Exercise:
Each line of the data below that contains "then" must be copied.

Saved entries:
-.-.-
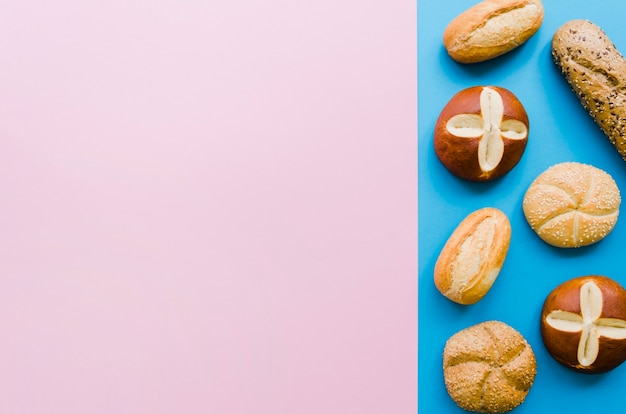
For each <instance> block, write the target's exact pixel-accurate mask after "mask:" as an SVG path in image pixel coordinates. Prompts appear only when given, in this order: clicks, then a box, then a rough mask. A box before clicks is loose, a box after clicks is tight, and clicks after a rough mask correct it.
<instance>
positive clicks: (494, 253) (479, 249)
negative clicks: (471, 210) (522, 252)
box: [434, 207, 511, 305]
mask: <svg viewBox="0 0 626 414" xmlns="http://www.w3.org/2000/svg"><path fill="white" fill-rule="evenodd" d="M510 242H511V224H510V222H509V219H508V217H507V216H506V214H504V213H503V212H502V211H500V210H498V209H496V208H493V207H485V208H482V209H479V210H476V211H474V212H473V213H471V214H470V215H468V216H467V217H466V218H465V219H463V221H461V223H460V224H459V225H458V227H457V228H456V229H455V230H454V232H453V233H452V235H451V236H450V238H449V239H448V241H447V242H446V244H445V245H444V247H443V249H442V250H441V252H440V254H439V257H438V258H437V262H436V263H435V270H434V281H435V286H436V287H437V289H438V290H439V291H440V292H441V293H442V294H443V295H444V296H445V297H447V298H448V299H450V300H452V301H453V302H456V303H459V304H462V305H471V304H473V303H476V302H478V301H479V300H480V299H482V298H483V297H484V296H485V295H486V294H487V292H488V291H489V290H490V289H491V287H492V285H493V284H494V282H495V280H496V278H497V277H498V274H499V273H500V270H501V268H502V265H503V264H504V260H505V258H506V255H507V253H508V249H509V244H510Z"/></svg>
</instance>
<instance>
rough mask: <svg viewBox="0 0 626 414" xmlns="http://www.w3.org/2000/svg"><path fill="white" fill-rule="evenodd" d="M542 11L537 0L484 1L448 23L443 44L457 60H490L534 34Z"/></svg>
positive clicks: (541, 14) (470, 8)
mask: <svg viewBox="0 0 626 414" xmlns="http://www.w3.org/2000/svg"><path fill="white" fill-rule="evenodd" d="M543 14H544V12H543V4H542V3H541V0H484V1H483V2H481V3H478V4H476V5H475V6H473V7H470V8H469V9H467V10H466V11H464V12H463V13H461V14H460V15H458V16H457V17H456V18H455V19H454V20H452V21H451V22H450V23H449V24H448V26H447V27H446V29H445V31H444V33H443V44H444V46H445V48H446V50H447V51H448V54H449V55H450V57H452V59H454V60H456V61H457V62H460V63H476V62H482V61H485V60H488V59H493V58H495V57H497V56H500V55H502V54H504V53H506V52H509V51H511V50H513V49H514V48H516V47H518V46H519V45H521V44H522V43H524V42H526V41H527V40H528V39H529V38H530V37H531V36H532V35H534V34H535V33H536V32H537V30H538V29H539V27H540V26H541V23H542V22H543Z"/></svg>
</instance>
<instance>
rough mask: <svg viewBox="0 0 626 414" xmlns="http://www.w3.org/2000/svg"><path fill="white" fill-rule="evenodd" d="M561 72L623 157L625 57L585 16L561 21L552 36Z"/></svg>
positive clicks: (557, 65)
mask: <svg viewBox="0 0 626 414" xmlns="http://www.w3.org/2000/svg"><path fill="white" fill-rule="evenodd" d="M552 55H553V57H554V61H555V63H556V64H557V66H558V67H559V68H560V69H561V73H562V74H563V76H564V77H565V79H566V80H567V82H568V83H569V84H570V86H571V88H572V89H573V91H574V92H575V93H576V95H577V96H578V98H579V100H580V102H581V103H582V105H583V107H584V108H585V109H586V110H587V111H588V112H589V114H590V115H591V117H592V118H593V119H594V121H595V122H596V123H597V124H598V125H599V126H600V129H601V130H602V132H604V134H605V135H606V136H607V137H608V138H609V140H610V142H611V143H612V144H613V145H614V146H615V148H616V149H617V151H618V153H619V154H620V155H621V156H622V158H624V159H626V60H625V59H624V57H623V56H622V55H621V54H620V52H619V51H618V50H617V48H616V47H615V45H614V44H613V42H611V40H610V39H609V38H608V37H607V35H606V33H604V32H603V31H602V29H600V27H598V26H597V25H595V24H593V23H591V22H589V21H586V20H572V21H569V22H567V23H565V24H564V25H562V26H561V27H560V28H559V29H558V30H557V31H556V32H555V33H554V36H553V37H552Z"/></svg>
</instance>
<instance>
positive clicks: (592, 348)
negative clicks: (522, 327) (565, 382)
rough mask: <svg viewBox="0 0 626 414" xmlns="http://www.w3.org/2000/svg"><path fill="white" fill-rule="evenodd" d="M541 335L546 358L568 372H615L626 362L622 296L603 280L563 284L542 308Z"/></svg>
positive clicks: (586, 279) (625, 325)
mask: <svg viewBox="0 0 626 414" xmlns="http://www.w3.org/2000/svg"><path fill="white" fill-rule="evenodd" d="M541 335H542V338H543V342H544V344H545V346H546V349H547V350H548V352H549V353H550V354H551V355H552V356H553V357H554V358H555V359H556V360H557V361H559V362H560V363H561V364H563V365H565V366H566V367H568V368H571V369H573V370H576V371H580V372H584V373H601V372H606V371H609V370H611V369H614V368H616V367H617V366H619V365H620V364H621V363H623V362H624V360H626V291H625V290H624V288H622V286H621V285H619V284H618V283H617V282H615V281H614V280H612V279H610V278H608V277H606V276H596V275H591V276H583V277H578V278H575V279H571V280H568V281H567V282H564V283H563V284H561V285H559V286H557V287H556V288H555V289H554V290H553V291H552V292H551V293H550V294H549V295H548V297H547V298H546V300H545V302H544V305H543V309H542V312H541Z"/></svg>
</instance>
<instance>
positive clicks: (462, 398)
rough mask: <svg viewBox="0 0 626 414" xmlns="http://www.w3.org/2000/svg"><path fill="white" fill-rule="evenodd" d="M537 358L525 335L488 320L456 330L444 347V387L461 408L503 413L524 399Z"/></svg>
mask: <svg viewBox="0 0 626 414" xmlns="http://www.w3.org/2000/svg"><path fill="white" fill-rule="evenodd" d="M536 373H537V362H536V360H535V354H534V352H533V350H532V348H531V347H530V345H529V344H528V342H526V340H525V339H524V337H523V336H522V335H521V334H520V333H519V332H518V331H516V330H515V329H513V328H512V327H510V326H509V325H507V324H505V323H503V322H499V321H488V322H483V323H480V324H478V325H474V326H471V327H469V328H466V329H463V330H462V331H459V332H457V333H456V334H454V335H453V336H451V337H450V339H448V341H447V342H446V345H445V348H444V351H443V375H444V380H445V384H446V389H447V390H448V394H450V397H452V399H453V400H454V402H456V404H457V405H458V406H459V407H461V408H463V409H464V410H468V411H474V412H482V413H504V412H507V411H510V410H512V409H514V408H515V407H517V406H518V405H520V404H521V403H522V402H524V399H525V398H526V395H527V394H528V392H529V391H530V387H531V386H532V384H533V382H534V380H535V375H536Z"/></svg>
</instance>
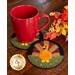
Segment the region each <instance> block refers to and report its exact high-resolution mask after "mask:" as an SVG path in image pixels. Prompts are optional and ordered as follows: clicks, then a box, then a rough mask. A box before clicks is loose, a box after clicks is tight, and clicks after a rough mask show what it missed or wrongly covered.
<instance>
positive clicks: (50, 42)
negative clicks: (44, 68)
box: [28, 40, 64, 68]
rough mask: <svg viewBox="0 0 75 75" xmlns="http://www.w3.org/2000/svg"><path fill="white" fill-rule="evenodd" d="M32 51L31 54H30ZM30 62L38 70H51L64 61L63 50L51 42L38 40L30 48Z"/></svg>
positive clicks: (61, 48)
mask: <svg viewBox="0 0 75 75" xmlns="http://www.w3.org/2000/svg"><path fill="white" fill-rule="evenodd" d="M31 49H32V52H31ZM30 52H31V53H30V55H28V59H29V60H30V62H31V63H32V64H33V65H35V66H36V67H39V68H52V67H55V66H57V65H58V64H60V63H61V62H62V60H63V59H64V51H63V48H62V47H61V46H60V45H59V44H58V43H56V42H54V41H52V40H38V41H36V42H34V43H33V44H32V45H31V47H30Z"/></svg>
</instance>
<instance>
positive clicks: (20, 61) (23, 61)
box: [10, 54, 26, 71]
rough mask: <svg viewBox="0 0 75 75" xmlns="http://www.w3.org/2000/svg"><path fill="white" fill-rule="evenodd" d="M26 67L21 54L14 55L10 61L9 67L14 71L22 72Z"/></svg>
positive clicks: (22, 57) (23, 60)
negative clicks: (25, 66) (10, 67)
mask: <svg viewBox="0 0 75 75" xmlns="http://www.w3.org/2000/svg"><path fill="white" fill-rule="evenodd" d="M25 65H26V60H25V58H24V57H23V56H22V55H21V54H15V55H13V56H12V57H11V59H10V66H11V68H12V69H14V70H16V71H20V70H22V69H23V68H24V67H25Z"/></svg>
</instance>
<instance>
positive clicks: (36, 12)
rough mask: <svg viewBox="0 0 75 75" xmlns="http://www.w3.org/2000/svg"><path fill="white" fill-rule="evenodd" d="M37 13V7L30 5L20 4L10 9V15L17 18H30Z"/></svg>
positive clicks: (23, 18)
mask: <svg viewBox="0 0 75 75" xmlns="http://www.w3.org/2000/svg"><path fill="white" fill-rule="evenodd" d="M37 13H38V10H37V8H36V7H34V6H32V5H20V6H17V7H15V8H13V9H12V10H11V15H12V16H13V17H16V18H19V19H27V18H32V17H34V16H35V15H36V14H37Z"/></svg>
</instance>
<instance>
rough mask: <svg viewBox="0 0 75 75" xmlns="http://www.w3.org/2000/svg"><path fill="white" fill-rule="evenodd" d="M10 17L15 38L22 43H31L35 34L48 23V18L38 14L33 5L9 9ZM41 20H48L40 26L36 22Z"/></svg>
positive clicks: (49, 18) (22, 6)
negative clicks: (46, 18) (16, 38)
mask: <svg viewBox="0 0 75 75" xmlns="http://www.w3.org/2000/svg"><path fill="white" fill-rule="evenodd" d="M10 16H11V21H12V24H13V29H14V32H15V33H16V37H17V39H18V41H19V42H22V43H28V42H32V41H33V40H34V39H35V38H36V35H37V33H38V32H39V31H40V30H43V29H44V28H45V27H46V26H48V24H49V23H50V17H49V16H48V15H47V14H45V13H44V14H39V11H38V9H37V8H36V7H35V6H33V5H19V6H16V7H14V8H12V9H11V11H10ZM42 18H48V21H47V22H45V23H44V24H43V25H42V26H40V25H39V24H38V22H39V21H40V19H42Z"/></svg>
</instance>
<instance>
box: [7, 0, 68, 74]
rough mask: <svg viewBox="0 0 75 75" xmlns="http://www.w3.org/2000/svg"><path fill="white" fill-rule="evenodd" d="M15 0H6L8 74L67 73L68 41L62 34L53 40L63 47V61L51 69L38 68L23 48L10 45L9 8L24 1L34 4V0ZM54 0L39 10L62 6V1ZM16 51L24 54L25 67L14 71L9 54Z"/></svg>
mask: <svg viewBox="0 0 75 75" xmlns="http://www.w3.org/2000/svg"><path fill="white" fill-rule="evenodd" d="M16 1H18V0H16ZM16 1H15V0H8V58H7V59H8V61H7V63H8V64H7V69H8V75H68V43H67V42H65V38H64V37H63V36H60V37H59V38H56V39H55V41H56V42H59V43H60V44H61V46H62V47H63V48H64V61H63V62H62V63H61V64H60V65H58V66H57V67H55V68H52V69H40V68H37V67H35V66H33V65H32V64H31V63H30V62H29V61H28V59H27V52H26V51H25V50H21V49H17V48H15V47H13V46H12V45H11V43H10V39H11V35H12V33H13V31H12V26H11V21H10V17H9V10H10V9H11V7H13V6H16V5H20V4H24V3H25V4H27V3H28V4H32V3H33V4H35V3H34V2H32V3H31V2H30V1H31V0H28V1H27V0H22V1H20V2H18V3H15V2H16ZM25 1H26V2H25ZM32 1H34V0H32ZM54 1H55V2H54V5H53V4H52V6H53V7H48V8H50V9H49V10H47V9H48V8H46V9H42V11H41V12H45V13H49V11H52V10H56V7H58V8H59V9H60V8H62V7H63V5H64V3H63V2H62V1H61V0H60V4H59V5H58V4H57V2H56V1H57V0H54ZM47 5H48V6H49V3H48V4H47ZM37 6H38V5H37ZM50 6H51V5H50ZM39 8H40V9H41V8H42V7H39ZM43 10H44V11H43ZM46 10H47V11H46ZM60 10H61V9H60ZM17 53H20V54H22V55H24V57H25V58H26V60H27V64H26V67H25V68H24V69H23V70H21V71H19V72H17V71H14V70H13V69H12V68H11V67H10V65H9V60H10V58H11V56H12V55H14V54H17Z"/></svg>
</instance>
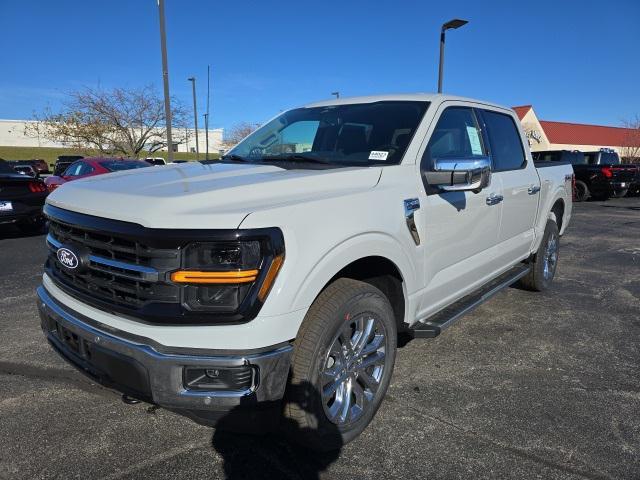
-.-.-
Response for this exercise:
For each <instance> block, write the target's exact pixel-accurate mask after "mask:" as an SVG path in image pixel coordinates. Prompts appear only when given, in this order: clicks, then a box, then a rough mask. A box before clicks is loose, a box after clicks is tight, and clicks after a rough mask correct it.
Segment the region each <instance> block refers to and report its exact high-resolution mask after "mask:" as an SVG path in image pixels. Prompts are optional and ordered as follows: clicks, then a box, then a rough mask. A box before clicks is loose, a box after clicks is tight, and clicks after a rough mask show what it missed or wrongly covered.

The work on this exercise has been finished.